Task requirements: Your task is to write out the lines from the line containing "Outline orange carrot above." through the last line of the material, exactly.

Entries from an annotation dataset
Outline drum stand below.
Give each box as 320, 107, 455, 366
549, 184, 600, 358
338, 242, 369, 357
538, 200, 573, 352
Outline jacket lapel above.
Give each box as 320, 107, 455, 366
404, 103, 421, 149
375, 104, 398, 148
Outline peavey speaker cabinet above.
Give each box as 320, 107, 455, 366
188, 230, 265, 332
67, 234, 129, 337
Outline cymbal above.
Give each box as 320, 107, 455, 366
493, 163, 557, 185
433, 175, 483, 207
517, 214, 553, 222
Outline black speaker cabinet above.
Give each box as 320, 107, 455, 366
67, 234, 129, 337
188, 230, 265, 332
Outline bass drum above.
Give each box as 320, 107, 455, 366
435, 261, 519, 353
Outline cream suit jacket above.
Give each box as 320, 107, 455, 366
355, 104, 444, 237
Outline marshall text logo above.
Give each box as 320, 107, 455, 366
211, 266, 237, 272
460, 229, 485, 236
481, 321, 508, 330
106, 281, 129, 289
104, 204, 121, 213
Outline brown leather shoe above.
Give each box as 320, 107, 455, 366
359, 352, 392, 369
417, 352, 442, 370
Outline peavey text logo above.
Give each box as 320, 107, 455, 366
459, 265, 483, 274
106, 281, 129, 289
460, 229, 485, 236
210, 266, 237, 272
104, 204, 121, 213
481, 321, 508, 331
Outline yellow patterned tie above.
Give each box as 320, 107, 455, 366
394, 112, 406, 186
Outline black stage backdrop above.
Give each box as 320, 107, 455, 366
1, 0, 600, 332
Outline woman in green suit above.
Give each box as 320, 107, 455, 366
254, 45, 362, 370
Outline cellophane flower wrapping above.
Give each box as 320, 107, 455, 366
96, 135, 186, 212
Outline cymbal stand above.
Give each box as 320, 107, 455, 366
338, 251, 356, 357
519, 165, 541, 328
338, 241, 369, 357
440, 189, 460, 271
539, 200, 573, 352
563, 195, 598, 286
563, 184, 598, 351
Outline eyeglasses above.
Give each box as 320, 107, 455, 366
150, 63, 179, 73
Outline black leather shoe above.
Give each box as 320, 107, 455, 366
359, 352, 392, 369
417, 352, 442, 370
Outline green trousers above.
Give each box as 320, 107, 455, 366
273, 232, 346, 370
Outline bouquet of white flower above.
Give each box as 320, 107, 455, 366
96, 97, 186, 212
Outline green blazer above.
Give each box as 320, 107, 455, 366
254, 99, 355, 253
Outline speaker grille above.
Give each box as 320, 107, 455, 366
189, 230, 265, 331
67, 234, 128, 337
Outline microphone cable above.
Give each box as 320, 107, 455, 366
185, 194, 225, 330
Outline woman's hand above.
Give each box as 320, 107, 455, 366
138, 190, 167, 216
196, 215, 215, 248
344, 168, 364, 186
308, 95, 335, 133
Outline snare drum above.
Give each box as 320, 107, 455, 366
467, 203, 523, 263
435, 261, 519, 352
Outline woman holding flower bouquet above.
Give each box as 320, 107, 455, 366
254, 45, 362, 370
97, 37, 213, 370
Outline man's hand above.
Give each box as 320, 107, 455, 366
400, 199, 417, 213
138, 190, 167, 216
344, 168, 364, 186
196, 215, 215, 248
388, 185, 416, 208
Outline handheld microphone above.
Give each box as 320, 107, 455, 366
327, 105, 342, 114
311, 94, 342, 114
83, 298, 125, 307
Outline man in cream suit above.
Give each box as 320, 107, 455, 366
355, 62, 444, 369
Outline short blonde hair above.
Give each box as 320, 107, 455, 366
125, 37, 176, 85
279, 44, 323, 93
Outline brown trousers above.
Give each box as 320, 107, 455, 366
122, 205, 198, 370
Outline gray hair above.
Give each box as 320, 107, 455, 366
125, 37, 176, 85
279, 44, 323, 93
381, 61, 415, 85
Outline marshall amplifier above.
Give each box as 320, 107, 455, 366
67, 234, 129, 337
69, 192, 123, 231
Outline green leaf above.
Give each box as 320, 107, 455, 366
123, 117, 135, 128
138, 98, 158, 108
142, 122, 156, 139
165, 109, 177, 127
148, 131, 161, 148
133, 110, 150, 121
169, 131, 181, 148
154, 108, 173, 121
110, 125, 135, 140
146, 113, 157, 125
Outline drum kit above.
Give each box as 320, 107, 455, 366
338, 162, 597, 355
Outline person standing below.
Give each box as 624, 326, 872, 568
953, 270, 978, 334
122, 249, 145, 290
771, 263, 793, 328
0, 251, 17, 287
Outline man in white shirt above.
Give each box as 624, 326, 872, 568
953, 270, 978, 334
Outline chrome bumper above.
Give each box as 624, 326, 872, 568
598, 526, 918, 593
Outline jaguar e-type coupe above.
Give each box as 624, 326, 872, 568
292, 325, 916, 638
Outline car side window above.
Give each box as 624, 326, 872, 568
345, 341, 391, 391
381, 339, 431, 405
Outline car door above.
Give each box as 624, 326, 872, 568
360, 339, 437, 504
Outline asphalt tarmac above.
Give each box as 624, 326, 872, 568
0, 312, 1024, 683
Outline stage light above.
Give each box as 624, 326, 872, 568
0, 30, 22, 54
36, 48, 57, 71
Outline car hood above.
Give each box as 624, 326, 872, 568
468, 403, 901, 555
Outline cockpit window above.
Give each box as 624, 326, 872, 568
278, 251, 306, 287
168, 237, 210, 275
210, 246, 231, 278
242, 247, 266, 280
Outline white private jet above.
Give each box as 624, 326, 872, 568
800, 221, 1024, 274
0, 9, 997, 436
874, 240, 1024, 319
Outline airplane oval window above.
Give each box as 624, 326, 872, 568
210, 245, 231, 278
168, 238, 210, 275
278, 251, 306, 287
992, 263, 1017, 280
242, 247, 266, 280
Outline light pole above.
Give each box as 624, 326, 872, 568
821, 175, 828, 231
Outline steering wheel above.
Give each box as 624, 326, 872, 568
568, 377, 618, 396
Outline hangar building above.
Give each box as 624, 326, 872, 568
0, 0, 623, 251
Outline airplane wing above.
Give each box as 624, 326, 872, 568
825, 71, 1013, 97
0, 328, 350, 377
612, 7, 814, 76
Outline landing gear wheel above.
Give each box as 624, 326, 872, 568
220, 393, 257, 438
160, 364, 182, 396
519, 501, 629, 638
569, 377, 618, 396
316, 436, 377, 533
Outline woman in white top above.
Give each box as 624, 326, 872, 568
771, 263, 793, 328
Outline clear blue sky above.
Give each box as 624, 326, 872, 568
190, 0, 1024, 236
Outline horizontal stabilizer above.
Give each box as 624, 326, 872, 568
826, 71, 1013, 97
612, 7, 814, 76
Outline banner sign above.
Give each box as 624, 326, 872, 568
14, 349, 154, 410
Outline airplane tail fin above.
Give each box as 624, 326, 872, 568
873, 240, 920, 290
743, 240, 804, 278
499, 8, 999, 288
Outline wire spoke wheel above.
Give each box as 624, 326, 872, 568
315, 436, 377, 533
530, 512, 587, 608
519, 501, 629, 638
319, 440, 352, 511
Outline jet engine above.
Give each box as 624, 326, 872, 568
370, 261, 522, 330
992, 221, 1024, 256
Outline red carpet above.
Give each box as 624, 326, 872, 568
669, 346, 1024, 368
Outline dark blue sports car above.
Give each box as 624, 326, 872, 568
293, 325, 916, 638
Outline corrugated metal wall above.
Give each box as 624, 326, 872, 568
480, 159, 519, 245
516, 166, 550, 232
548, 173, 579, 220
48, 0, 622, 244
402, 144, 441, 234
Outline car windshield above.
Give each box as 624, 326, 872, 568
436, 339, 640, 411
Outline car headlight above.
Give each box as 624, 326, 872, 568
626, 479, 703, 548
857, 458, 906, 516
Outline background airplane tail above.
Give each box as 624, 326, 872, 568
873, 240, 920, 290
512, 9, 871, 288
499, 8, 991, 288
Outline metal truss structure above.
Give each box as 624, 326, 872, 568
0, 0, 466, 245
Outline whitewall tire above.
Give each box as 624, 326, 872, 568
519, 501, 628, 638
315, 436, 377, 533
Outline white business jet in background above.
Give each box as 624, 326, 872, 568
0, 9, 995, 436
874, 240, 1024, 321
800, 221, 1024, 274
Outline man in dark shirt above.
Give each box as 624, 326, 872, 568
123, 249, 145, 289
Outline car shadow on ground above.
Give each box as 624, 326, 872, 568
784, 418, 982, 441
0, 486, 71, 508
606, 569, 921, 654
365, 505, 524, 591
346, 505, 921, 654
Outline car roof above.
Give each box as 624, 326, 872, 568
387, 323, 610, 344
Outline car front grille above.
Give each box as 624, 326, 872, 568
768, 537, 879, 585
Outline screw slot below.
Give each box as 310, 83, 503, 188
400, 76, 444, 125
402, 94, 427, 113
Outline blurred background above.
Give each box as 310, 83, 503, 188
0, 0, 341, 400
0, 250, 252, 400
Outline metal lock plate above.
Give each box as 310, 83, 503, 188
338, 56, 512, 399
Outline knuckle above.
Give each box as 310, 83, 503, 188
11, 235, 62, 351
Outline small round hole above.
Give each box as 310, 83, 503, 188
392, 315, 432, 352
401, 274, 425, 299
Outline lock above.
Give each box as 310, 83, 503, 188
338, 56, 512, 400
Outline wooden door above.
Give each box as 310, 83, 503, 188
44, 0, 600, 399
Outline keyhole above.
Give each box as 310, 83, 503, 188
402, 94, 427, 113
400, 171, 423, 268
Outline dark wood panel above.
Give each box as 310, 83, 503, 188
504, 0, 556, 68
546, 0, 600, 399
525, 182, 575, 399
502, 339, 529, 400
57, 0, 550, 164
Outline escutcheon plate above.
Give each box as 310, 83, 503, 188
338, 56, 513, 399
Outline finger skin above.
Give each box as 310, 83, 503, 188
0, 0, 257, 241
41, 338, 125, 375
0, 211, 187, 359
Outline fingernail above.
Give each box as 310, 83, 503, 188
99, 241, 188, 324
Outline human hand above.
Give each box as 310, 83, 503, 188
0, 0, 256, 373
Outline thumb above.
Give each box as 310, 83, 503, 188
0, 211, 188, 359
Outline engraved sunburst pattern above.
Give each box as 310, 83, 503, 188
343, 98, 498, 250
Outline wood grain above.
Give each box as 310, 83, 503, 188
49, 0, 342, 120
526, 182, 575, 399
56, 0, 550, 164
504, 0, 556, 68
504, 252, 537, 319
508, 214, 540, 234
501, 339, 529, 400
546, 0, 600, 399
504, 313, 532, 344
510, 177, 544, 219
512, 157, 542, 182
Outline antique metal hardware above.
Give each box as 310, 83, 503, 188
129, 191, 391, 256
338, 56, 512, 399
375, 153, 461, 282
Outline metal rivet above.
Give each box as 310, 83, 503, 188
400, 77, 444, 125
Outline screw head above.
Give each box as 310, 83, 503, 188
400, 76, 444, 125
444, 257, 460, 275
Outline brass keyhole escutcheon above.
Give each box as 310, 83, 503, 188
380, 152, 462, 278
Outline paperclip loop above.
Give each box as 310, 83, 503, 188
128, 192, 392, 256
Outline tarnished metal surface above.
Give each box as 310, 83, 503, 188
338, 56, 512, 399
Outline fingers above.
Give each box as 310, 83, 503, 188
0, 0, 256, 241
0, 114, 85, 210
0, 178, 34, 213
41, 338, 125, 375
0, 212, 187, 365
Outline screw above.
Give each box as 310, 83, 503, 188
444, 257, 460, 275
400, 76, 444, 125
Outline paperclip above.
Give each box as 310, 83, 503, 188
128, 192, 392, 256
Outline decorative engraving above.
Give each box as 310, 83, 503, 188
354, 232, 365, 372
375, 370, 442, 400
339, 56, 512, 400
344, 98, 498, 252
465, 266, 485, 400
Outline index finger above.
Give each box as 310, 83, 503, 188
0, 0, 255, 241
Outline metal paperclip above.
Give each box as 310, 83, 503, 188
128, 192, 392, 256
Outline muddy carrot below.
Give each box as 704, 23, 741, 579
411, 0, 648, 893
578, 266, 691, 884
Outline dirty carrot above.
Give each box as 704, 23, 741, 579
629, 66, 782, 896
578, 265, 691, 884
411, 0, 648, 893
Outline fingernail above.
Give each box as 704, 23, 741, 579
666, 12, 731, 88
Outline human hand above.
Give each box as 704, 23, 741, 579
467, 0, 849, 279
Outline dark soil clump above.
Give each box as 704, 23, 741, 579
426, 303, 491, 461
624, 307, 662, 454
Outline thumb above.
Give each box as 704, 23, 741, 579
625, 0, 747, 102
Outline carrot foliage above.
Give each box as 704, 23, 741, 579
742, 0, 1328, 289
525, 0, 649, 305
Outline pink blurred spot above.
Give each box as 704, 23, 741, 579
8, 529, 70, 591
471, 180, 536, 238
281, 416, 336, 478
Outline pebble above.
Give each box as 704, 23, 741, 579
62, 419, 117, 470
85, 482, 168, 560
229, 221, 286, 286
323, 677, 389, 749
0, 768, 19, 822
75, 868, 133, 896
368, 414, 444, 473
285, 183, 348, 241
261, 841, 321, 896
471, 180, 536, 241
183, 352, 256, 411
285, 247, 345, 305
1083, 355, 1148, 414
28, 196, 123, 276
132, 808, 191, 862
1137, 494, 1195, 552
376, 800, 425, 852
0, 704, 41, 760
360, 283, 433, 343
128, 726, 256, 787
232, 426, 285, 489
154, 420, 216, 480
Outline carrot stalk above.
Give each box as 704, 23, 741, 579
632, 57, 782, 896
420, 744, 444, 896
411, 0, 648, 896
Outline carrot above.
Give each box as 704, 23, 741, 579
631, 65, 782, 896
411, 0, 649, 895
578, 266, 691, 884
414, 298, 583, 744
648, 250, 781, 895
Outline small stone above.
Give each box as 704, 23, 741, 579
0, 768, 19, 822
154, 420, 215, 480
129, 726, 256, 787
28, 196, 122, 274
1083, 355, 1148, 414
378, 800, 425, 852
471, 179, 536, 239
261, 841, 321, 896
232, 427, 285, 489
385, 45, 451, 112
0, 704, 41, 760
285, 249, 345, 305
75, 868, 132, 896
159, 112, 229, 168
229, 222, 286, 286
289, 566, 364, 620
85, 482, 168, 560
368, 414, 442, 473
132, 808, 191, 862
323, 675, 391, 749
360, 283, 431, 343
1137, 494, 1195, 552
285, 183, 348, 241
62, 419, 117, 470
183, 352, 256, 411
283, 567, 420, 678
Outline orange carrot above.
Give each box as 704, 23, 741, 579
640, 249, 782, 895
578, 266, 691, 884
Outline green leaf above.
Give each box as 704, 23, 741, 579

Result:
Outline orange carrot above.
Give each box as 704, 23, 741, 579
640, 249, 782, 895
578, 266, 691, 884
Outline green leaf above.
Give each box as 704, 23, 741, 579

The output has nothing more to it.